Output the lines of the entries below beginning at the one with "Target: green grass" and ending with the last, exactly as written and without pictures.

····················

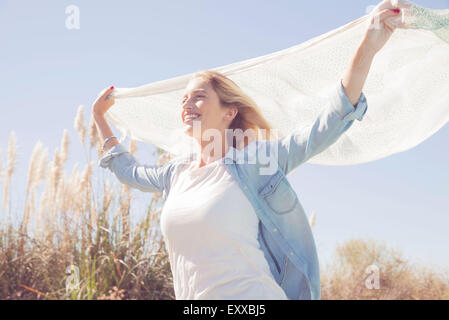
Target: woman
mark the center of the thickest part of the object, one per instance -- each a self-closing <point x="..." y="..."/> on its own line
<point x="231" y="231"/>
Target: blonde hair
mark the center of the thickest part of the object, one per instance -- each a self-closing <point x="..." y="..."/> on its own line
<point x="249" y="115"/>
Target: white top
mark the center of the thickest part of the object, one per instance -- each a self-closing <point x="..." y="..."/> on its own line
<point x="210" y="230"/>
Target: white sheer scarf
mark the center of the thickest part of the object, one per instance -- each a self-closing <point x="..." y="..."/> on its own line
<point x="407" y="90"/>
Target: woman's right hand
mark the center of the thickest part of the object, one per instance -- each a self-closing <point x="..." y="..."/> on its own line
<point x="103" y="103"/>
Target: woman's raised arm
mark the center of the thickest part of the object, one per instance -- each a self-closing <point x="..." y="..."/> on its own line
<point x="147" y="178"/>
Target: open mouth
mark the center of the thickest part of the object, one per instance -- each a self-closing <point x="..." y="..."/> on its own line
<point x="189" y="117"/>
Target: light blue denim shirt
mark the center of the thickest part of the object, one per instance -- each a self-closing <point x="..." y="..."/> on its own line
<point x="285" y="235"/>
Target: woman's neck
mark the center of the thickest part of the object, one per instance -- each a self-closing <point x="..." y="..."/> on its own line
<point x="211" y="151"/>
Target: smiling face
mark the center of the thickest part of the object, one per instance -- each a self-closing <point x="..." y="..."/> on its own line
<point x="201" y="104"/>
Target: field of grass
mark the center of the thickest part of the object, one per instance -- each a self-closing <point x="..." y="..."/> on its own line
<point x="75" y="241"/>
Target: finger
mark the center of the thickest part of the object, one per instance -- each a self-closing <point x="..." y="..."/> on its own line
<point x="388" y="13"/>
<point x="107" y="92"/>
<point x="401" y="4"/>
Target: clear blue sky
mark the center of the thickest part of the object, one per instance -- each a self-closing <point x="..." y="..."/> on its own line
<point x="46" y="71"/>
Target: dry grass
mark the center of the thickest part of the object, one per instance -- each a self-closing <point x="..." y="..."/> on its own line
<point x="76" y="225"/>
<point x="79" y="243"/>
<point x="366" y="270"/>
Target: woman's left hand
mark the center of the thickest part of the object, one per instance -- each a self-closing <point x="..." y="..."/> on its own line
<point x="385" y="18"/>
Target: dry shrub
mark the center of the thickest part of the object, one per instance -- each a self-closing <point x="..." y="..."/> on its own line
<point x="79" y="242"/>
<point x="358" y="264"/>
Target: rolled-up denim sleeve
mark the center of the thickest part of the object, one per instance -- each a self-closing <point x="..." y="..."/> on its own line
<point x="147" y="178"/>
<point x="336" y="118"/>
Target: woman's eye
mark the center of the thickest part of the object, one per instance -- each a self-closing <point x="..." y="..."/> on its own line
<point x="199" y="96"/>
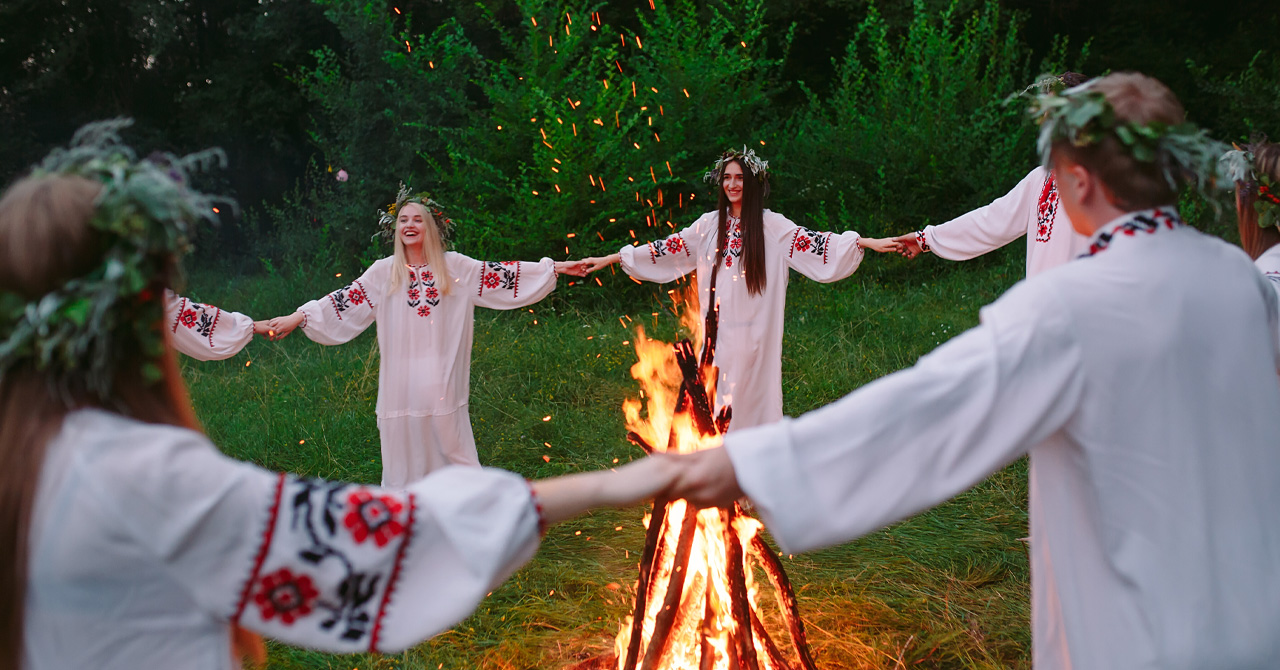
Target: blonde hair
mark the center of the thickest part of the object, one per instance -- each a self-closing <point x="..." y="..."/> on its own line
<point x="46" y="241"/>
<point x="1134" y="183"/>
<point x="433" y="247"/>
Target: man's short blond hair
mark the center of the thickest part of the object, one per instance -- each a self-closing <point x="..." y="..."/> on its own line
<point x="1134" y="183"/>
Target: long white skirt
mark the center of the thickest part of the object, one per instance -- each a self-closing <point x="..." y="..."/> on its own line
<point x="414" y="446"/>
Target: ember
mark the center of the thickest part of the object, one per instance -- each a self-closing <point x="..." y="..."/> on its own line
<point x="695" y="602"/>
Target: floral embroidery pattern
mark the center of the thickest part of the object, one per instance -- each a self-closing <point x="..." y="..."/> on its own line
<point x="348" y="296"/>
<point x="200" y="318"/>
<point x="734" y="241"/>
<point x="504" y="274"/>
<point x="329" y="560"/>
<point x="810" y="241"/>
<point x="378" y="516"/>
<point x="1147" y="222"/>
<point x="423" y="292"/>
<point x="1046" y="209"/>
<point x="672" y="245"/>
<point x="922" y="241"/>
<point x="284" y="595"/>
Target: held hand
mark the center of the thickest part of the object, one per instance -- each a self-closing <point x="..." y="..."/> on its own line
<point x="576" y="268"/>
<point x="280" y="327"/>
<point x="599" y="263"/>
<point x="880" y="244"/>
<point x="705" y="478"/>
<point x="910" y="247"/>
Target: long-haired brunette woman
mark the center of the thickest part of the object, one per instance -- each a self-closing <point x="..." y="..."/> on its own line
<point x="746" y="251"/>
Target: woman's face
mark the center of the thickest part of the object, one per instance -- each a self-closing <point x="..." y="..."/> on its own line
<point x="731" y="182"/>
<point x="410" y="224"/>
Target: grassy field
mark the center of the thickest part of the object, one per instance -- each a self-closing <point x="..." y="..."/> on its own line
<point x="947" y="588"/>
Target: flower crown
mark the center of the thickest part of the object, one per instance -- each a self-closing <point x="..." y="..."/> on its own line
<point x="758" y="167"/>
<point x="146" y="215"/>
<point x="1083" y="117"/>
<point x="387" y="218"/>
<point x="1239" y="167"/>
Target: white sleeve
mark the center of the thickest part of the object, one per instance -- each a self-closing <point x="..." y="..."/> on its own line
<point x="990" y="227"/>
<point x="327" y="565"/>
<point x="664" y="260"/>
<point x="202" y="331"/>
<point x="339" y="317"/>
<point x="915" y="438"/>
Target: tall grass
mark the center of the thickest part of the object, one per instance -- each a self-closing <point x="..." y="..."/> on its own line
<point x="945" y="589"/>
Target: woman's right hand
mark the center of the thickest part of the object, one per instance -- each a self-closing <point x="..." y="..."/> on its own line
<point x="280" y="327"/>
<point x="599" y="263"/>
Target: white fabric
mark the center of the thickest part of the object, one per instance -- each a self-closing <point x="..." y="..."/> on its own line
<point x="1031" y="209"/>
<point x="205" y="332"/>
<point x="749" y="349"/>
<point x="403" y="457"/>
<point x="1147" y="400"/>
<point x="424" y="338"/>
<point x="147" y="543"/>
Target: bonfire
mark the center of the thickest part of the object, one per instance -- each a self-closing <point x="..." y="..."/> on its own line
<point x="696" y="598"/>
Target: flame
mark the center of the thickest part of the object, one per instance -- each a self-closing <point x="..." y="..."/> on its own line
<point x="703" y="616"/>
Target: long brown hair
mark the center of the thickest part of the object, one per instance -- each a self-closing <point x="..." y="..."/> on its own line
<point x="45" y="241"/>
<point x="753" y="227"/>
<point x="1255" y="238"/>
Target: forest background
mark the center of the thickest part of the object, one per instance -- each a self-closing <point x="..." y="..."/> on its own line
<point x="568" y="128"/>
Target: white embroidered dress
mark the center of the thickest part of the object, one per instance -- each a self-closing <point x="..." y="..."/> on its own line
<point x="202" y="331"/>
<point x="1031" y="209"/>
<point x="424" y="340"/>
<point x="749" y="347"/>
<point x="147" y="545"/>
<point x="1146" y="396"/>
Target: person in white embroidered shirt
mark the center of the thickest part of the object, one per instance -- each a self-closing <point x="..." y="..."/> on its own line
<point x="128" y="541"/>
<point x="205" y="332"/>
<point x="1144" y="393"/>
<point x="748" y="285"/>
<point x="1029" y="209"/>
<point x="424" y="301"/>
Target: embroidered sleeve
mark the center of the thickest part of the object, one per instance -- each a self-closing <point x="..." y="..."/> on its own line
<point x="821" y="255"/>
<point x="205" y="332"/>
<point x="344" y="313"/>
<point x="513" y="283"/>
<point x="663" y="260"/>
<point x="351" y="568"/>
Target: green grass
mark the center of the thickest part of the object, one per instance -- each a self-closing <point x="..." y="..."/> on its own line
<point x="947" y="588"/>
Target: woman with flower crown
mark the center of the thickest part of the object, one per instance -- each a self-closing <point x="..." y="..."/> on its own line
<point x="743" y="254"/>
<point x="424" y="301"/>
<point x="127" y="539"/>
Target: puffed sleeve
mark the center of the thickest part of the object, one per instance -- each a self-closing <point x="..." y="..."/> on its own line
<point x="990" y="227"/>
<point x="506" y="285"/>
<point x="328" y="565"/>
<point x="670" y="259"/>
<point x="868" y="460"/>
<point x="346" y="313"/>
<point x="202" y="331"/>
<point x="819" y="255"/>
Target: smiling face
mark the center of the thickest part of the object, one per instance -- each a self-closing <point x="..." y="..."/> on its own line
<point x="411" y="224"/>
<point x="731" y="181"/>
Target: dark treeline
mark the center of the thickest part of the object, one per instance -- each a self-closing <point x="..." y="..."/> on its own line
<point x="885" y="113"/>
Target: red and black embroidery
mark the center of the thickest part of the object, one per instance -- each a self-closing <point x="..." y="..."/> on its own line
<point x="807" y="241"/>
<point x="423" y="294"/>
<point x="329" y="560"/>
<point x="200" y="318"/>
<point x="672" y="245"/>
<point x="494" y="276"/>
<point x="350" y="296"/>
<point x="922" y="241"/>
<point x="1046" y="209"/>
<point x="734" y="242"/>
<point x="1147" y="222"/>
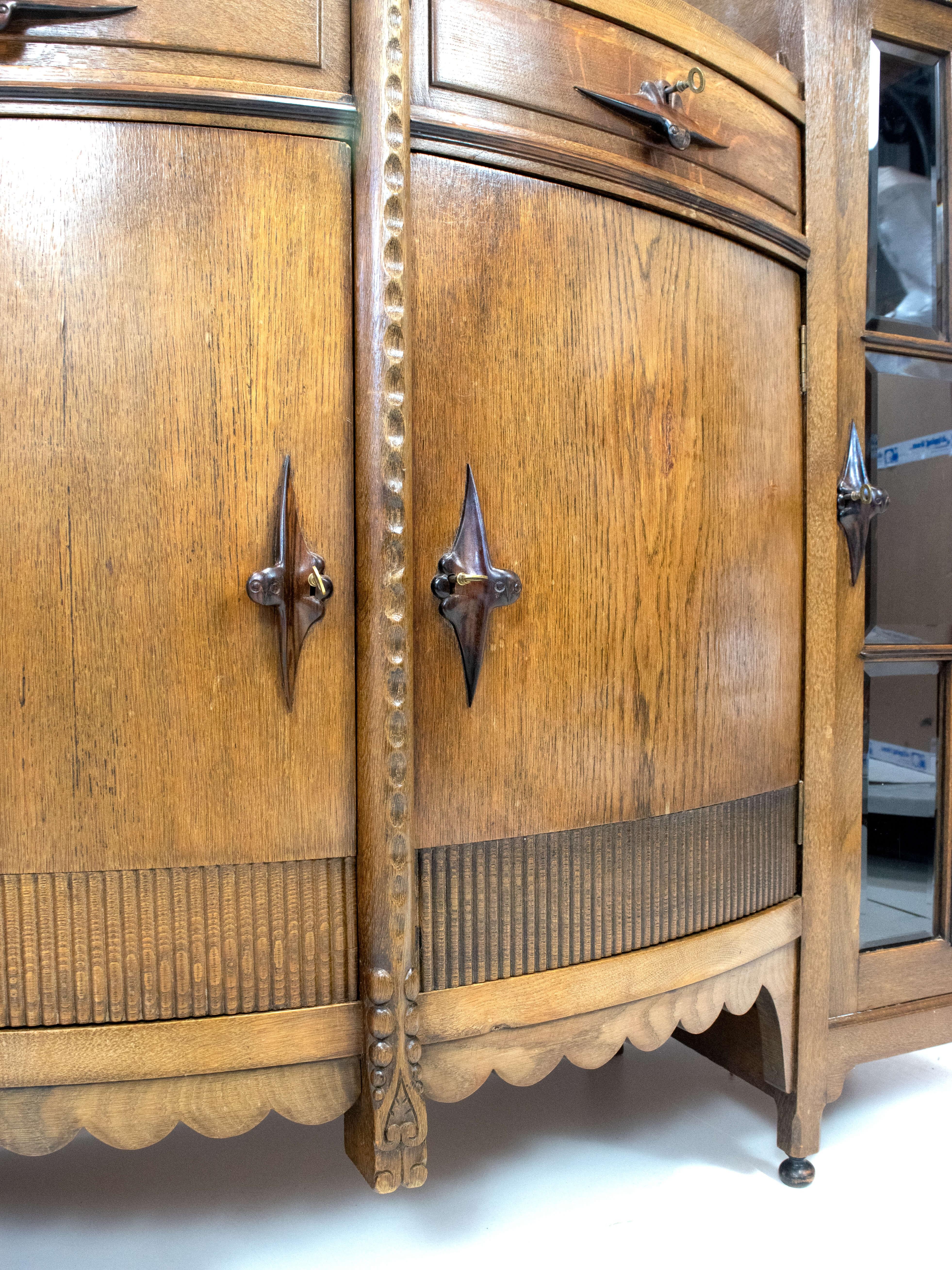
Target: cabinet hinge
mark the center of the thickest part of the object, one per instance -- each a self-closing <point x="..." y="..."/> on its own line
<point x="800" y="813"/>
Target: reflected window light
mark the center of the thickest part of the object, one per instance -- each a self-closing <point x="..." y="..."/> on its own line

····················

# [OUTPUT BELOW]
Target: green grass
mark the center of the thickest part of the object, one per instance -- each a self-closing <point x="..." y="..."/> on its own line
<point x="947" y="588"/>
Target: woman with flower crown
mark the center of the thickest part of the object, one per instance -- each a self-closing <point x="..." y="..."/> on its own line
<point x="743" y="254"/>
<point x="424" y="301"/>
<point x="127" y="539"/>
Target: puffed sleeve
mark the center of the thickest part of the object, one per instance -- each a self-closing <point x="..." y="..."/> on its own line
<point x="990" y="227"/>
<point x="506" y="285"/>
<point x="328" y="565"/>
<point x="670" y="259"/>
<point x="868" y="460"/>
<point x="346" y="313"/>
<point x="202" y="331"/>
<point x="819" y="255"/>
Target: smiling face
mark the center of the thickest part of the object, one per instance -- each a self-closing <point x="..." y="..."/> on its own line
<point x="411" y="224"/>
<point x="731" y="181"/>
Target: dark treeline
mark the center of the thickest part of the object, one per instance -- each a self-closing <point x="..." y="..."/> on its own line
<point x="885" y="113"/>
Target: red and black embroidery
mark the center of the thickest part of the object, one per instance -- each a self-closing <point x="..." y="..."/> on its own line
<point x="807" y="241"/>
<point x="423" y="294"/>
<point x="329" y="560"/>
<point x="200" y="318"/>
<point x="672" y="245"/>
<point x="494" y="276"/>
<point x="350" y="296"/>
<point x="922" y="241"/>
<point x="1046" y="209"/>
<point x="734" y="242"/>
<point x="1147" y="222"/>
Target: cabinet hinge
mark the center of the thickest part of the object, one per instance -- each a self-closing <point x="..." y="..."/> on its own line
<point x="800" y="813"/>
Target: reflected window light
mark the center of the thickest part of the object, one per instance -- each a self-closing <point x="..." y="..."/> on its own line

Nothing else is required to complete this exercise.